Document text:
To me a perfect print, other than the subject matter, is a print that needs no burning, no dodging, no spotting. Probably eight out of 10 are done that way. The only thing I can do when I’m shooting is organize the composition. I can’t get certain places dark and light. But I used to think the corners had to be dark. Now I print them as straight as possible.
Anything in the darkroom is exciting. I’ve never gotten over the thrill of having the print come up.

What keeps you motivated as a photographer?

The essence of photography is spontaneity. If I couldn’t get film, I’d still go out. It’s the fun of the hunt. It’s just out there doing it that keeps it exciting. I’m out there looking, like looking for a victim. It’s voyeurism. On a nice day I can’t sit at home. I have to be out. I don’t feel right unless I’m out there with the camera.

What are you most proud of in your career or work?

The variety of things that I’ve been involved in, from the camera club to the gallery to the "Family of Man" to teaching to working with the DIA curating shows. All those things. I haven’t just concentrated on one thing. I’ve even collected, prints, books, cameras.

You had a pretty impressive photo collection at one time. During the 1960s and 1970s, you were one of the first people in the area to collect photography. How many did you have?

At one time, I had about 350 prints – Edward Weston, [László] Moholy-Nagy, Bill Brandt. I bought a Weston for $200 and got two Ansel Adams for $75 each.
It got so expensive I couldn’t afford them any more. I got scared to have them around the house so I put them in a vault. I finally sold them.

Besides banging on your electronic drum set, do you have other hobbies?

Reading. I like to pick a subject and pursue it. Right now it’s WWII, European, the Nazis, Churchill. Then I’ll pick up something else. I spend at least one or two days at Border’s. Mostly non-fiction.

What’s next for you?

I’m working on a book about small homes in Detroit. In all the walking I did all over the city for 40 years and my background in architecture, I saw all these little homes that were just beautiful little places. I just photographed them because I liked them.

Recorded information:
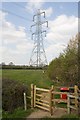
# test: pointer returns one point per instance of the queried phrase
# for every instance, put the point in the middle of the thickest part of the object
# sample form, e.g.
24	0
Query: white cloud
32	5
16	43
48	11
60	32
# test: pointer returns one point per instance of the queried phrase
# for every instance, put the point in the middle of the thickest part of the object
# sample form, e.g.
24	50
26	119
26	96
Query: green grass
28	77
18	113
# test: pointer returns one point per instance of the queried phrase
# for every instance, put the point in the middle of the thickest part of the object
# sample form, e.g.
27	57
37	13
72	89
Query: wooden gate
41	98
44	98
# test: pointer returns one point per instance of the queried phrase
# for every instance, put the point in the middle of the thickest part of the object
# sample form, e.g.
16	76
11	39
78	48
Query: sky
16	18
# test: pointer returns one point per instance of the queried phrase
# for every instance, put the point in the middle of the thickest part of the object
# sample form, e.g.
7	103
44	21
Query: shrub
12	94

---

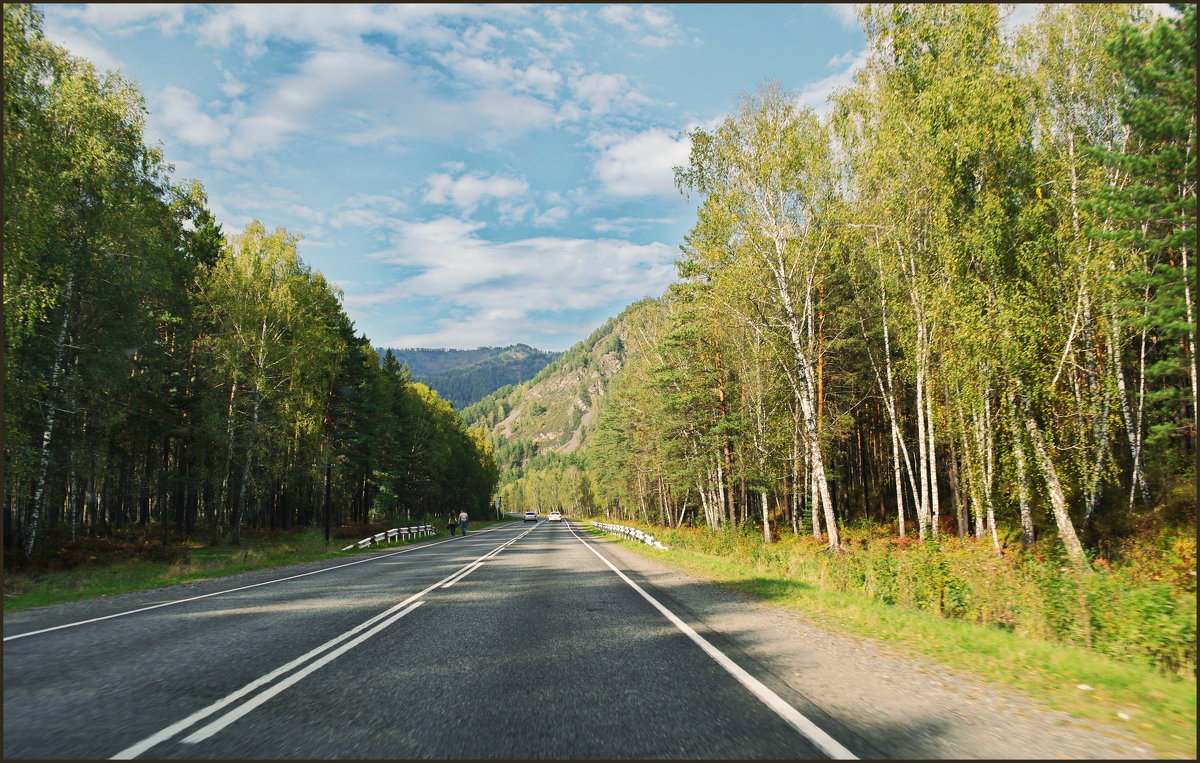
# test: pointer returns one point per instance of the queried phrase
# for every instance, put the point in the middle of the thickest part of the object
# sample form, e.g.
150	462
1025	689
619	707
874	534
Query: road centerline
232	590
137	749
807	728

...

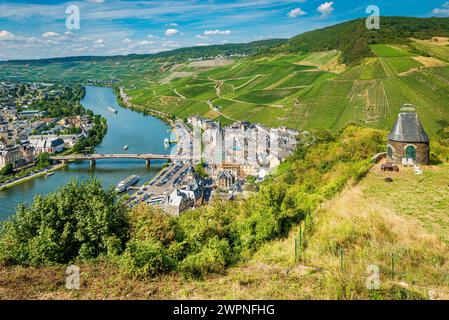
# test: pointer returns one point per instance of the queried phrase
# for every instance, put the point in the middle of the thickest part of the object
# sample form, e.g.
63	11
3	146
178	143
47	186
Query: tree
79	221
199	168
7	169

Written exercise: Reproduce the passage of the photographer interview that begins with "Anything in the" and stops after "with the camera.".

Completed task:
Anything in the darkroom is exciting. I’ve never gotten over the thrill of having the print come up.

What keeps you motivated as a photographer?

The essence of photography is spontaneity. If I couldn’t get film, I’d still go out. It’s the fun of the hunt. It’s just out there doing it that keeps it exciting. I’m out there looking, like looking for a victim. It’s voyeurism. On a nice day I can’t sit at home. I have to be out. I don’t feel right unless I’m out there with the camera.